> [SET EXERCISE]
Extract every line of the records that contains the string "blue", treating uppercase and lowercase letters as distinct.

> [Data listing]
-- START --

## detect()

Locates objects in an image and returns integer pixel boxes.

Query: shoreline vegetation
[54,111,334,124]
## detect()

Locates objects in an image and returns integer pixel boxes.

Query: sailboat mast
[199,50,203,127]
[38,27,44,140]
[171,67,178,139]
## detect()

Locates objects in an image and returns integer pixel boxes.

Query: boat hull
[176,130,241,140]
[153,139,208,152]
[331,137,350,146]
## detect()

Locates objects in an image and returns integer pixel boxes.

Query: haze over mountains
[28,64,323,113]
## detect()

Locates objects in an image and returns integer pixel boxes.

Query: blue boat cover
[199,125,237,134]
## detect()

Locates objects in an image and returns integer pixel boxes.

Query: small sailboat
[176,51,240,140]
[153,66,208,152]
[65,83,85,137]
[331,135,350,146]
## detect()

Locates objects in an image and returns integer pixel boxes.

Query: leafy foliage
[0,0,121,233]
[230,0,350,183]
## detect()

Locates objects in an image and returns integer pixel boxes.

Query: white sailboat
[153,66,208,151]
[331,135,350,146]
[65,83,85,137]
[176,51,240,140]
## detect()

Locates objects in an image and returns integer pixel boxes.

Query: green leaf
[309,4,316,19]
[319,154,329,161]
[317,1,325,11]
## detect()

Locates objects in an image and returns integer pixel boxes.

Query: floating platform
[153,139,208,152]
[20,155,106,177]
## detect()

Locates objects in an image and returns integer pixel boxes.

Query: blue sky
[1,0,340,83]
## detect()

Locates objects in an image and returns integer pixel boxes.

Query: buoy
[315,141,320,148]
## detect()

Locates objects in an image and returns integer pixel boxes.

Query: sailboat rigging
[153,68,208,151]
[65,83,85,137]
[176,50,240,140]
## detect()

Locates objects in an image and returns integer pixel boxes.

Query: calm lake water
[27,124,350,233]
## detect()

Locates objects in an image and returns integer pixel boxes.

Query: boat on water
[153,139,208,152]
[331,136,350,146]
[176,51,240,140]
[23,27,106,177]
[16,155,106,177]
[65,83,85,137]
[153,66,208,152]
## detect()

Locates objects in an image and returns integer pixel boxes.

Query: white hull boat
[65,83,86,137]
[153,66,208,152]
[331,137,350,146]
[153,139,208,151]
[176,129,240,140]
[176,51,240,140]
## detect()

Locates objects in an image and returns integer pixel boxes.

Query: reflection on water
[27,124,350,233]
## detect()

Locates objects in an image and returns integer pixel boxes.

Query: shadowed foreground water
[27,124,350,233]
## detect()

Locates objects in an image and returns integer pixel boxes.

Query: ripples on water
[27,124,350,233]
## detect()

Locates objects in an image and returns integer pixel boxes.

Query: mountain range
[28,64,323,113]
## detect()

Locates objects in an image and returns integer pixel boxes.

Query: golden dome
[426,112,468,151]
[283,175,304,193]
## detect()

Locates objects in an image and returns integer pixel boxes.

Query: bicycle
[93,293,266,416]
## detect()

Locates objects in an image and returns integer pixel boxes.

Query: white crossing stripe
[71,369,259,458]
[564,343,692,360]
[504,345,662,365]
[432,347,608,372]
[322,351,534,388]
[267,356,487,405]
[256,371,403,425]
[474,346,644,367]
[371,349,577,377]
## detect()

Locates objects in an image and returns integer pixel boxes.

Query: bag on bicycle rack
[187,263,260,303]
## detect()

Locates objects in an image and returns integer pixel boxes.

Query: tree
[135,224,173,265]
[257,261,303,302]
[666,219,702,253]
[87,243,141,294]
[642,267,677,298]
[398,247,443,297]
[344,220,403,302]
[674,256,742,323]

-- END --

> [WRITTEN RESPONSE]
Query: blue boat cover
Query: blue sky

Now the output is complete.